#### Data provided

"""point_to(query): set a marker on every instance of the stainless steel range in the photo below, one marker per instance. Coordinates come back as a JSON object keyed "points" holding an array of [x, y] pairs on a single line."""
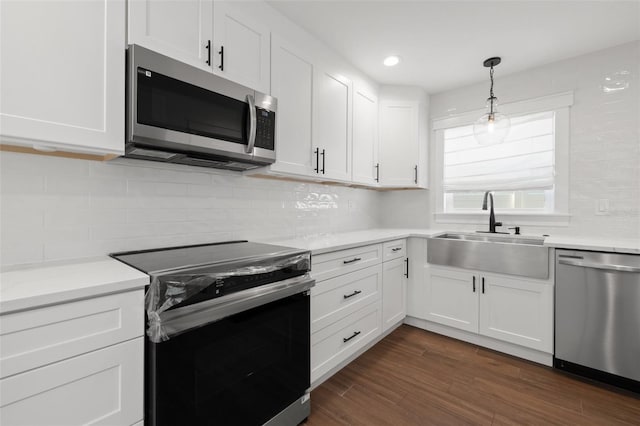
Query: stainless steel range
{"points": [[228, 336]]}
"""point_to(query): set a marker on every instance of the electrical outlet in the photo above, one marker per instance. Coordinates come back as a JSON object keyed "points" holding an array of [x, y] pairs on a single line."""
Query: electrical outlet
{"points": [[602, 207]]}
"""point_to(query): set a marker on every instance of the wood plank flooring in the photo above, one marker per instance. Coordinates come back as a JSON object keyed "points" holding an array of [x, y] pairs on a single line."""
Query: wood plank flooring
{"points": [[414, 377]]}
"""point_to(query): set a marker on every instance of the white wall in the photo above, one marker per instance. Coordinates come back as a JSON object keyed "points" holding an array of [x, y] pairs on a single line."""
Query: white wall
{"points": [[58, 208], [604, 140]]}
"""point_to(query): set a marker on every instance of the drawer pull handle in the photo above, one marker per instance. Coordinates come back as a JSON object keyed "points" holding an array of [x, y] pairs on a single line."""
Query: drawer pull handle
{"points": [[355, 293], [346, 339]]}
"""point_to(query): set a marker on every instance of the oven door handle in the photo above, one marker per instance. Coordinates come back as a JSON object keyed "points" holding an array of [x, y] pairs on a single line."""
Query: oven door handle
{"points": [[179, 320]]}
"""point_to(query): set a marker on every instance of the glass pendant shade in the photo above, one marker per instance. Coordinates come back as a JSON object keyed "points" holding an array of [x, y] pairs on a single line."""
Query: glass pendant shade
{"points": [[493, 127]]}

########

What you have to do:
Change every occurrence of "set a marker" in the material above to "place a point", leaving everything else unaltered, and present the full result without the pictures.

Answer to the problem:
"""point_to(query): place a point on every instance of the stainless steel range in the photo below, one marker per instance. Coordinates come back as a JSON object keyed "points" holding an array of [x, y] pairs on a single line."""
Query: stainless steel range
{"points": [[228, 336]]}
"""point_to(query): place a point on every instance of the electrical outlet in the photo above, one marker per instance. Coordinates come back as a JSON object keyed "points" holding an array of [x, y] pairs on a single line."""
Query: electrical outlet
{"points": [[602, 207]]}
"""point_to(query): place a point on every instance of the wood plank flooring in the photo above, one marker per instance. Coordinates come back as a JSON object keyed "points" holding an array of [x, y] pairs on a single line."""
Query: wood plank flooring
{"points": [[414, 377]]}
"""point_to(query): place a point on every instance of the white wall in the photo above, one marker per instance. Coordinates come back as a JSON object keyed "points" holding an array of [x, y] pairs on a single line."""
Query: white wall
{"points": [[58, 208], [604, 140]]}
"""point_to(query): place a point on every instance of the drawer pull handle in the photo above, one marker per instance. Coordinates come back as a JSON object keyed "points" holding an array of [x, y] pairs on a single line."""
Query: drawer pull handle
{"points": [[355, 293], [346, 339]]}
"""point_to(query): place a point on every instance of the oven door handle in the photo above, one marker per instance. Coordinates come back as a JSON object keyed "points" holding an array of [x, y] pairs on a single line."""
Query: oven door handle
{"points": [[179, 320]]}
"""point_to(query): place a point on every instance of the glass pendant shade in the photo above, one marker per instance. Coordinates come back as a JSON object keyed "points" holding an array of [x, y] pairs on a single line."""
Query: glass pendant shade
{"points": [[493, 127]]}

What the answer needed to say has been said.